▶ _GOAL OF THE EXERCISE_: Search the records below for the string "windshield" and copy each line where it turns up.

Stored data entries
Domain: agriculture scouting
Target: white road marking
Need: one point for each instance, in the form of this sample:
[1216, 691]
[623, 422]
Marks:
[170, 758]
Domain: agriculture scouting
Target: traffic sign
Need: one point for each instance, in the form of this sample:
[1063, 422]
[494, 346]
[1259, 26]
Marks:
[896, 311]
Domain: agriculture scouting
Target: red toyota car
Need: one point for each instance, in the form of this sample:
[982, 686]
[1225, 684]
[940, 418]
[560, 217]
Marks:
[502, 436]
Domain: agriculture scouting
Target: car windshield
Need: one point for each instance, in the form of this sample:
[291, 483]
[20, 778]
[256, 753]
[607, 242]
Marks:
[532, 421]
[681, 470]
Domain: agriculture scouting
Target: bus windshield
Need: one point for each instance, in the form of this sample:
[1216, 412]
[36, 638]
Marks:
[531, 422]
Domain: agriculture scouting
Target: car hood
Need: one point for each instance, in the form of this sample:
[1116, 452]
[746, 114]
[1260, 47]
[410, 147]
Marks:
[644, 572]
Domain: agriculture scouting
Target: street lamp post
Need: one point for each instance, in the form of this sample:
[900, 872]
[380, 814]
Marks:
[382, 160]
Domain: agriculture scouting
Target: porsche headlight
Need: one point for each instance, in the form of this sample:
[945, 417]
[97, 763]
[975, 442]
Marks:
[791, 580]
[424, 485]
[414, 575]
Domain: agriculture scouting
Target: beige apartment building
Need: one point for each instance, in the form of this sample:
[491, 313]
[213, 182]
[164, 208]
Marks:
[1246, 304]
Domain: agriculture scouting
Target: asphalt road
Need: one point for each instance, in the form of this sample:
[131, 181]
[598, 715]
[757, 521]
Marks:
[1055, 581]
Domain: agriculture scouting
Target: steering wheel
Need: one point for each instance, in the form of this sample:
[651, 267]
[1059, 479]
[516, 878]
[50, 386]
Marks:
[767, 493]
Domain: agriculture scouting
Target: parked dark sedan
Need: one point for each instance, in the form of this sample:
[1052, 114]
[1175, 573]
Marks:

▶ _YOUR SOLUTION_:
Target: car windshield
Target: bus windshield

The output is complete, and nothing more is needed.